• _What you have to do_:
All records, minus the pictures: write them out exactly.

* * * * * * * * *

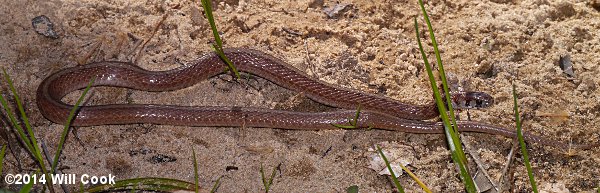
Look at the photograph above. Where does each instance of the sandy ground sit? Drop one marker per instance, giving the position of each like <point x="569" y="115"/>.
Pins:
<point x="486" y="45"/>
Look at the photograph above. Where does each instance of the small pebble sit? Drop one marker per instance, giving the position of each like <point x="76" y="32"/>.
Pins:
<point x="43" y="26"/>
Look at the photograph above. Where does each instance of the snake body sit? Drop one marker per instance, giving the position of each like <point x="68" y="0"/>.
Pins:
<point x="378" y="112"/>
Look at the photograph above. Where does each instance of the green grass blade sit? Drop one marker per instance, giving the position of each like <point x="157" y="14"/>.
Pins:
<point x="522" y="142"/>
<point x="196" y="177"/>
<point x="206" y="4"/>
<point x="63" y="136"/>
<point x="144" y="184"/>
<point x="387" y="164"/>
<point x="34" y="148"/>
<point x="267" y="182"/>
<point x="14" y="121"/>
<point x="449" y="128"/>
<point x="416" y="179"/>
<point x="27" y="187"/>
<point x="2" y="152"/>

* * * * * * * * *

• _Result of this task_:
Look at the photograph above. Where does each instance of the sandy ground sit? Drop one marker per instance, giving the position of each like <point x="569" y="115"/>.
Pins:
<point x="486" y="45"/>
Look at the photograph above. Where does each instance of the small pebble sit? Drop one marker per instance, giving the position of each like <point x="76" y="32"/>.
Pins:
<point x="43" y="26"/>
Look at the photograph above. Where does each instance of the snake body sit? Drop one marker per instance, giving the position of each like <point x="68" y="0"/>.
Pins:
<point x="378" y="112"/>
Look at the photograph above. Where does each instance of the green grass blade sit? Drop one marker per instance, giving the position of each like <point x="157" y="14"/>.
Pins:
<point x="522" y="142"/>
<point x="196" y="177"/>
<point x="206" y="4"/>
<point x="63" y="136"/>
<point x="144" y="184"/>
<point x="387" y="164"/>
<point x="34" y="148"/>
<point x="267" y="182"/>
<point x="14" y="121"/>
<point x="449" y="128"/>
<point x="416" y="179"/>
<point x="27" y="187"/>
<point x="2" y="152"/>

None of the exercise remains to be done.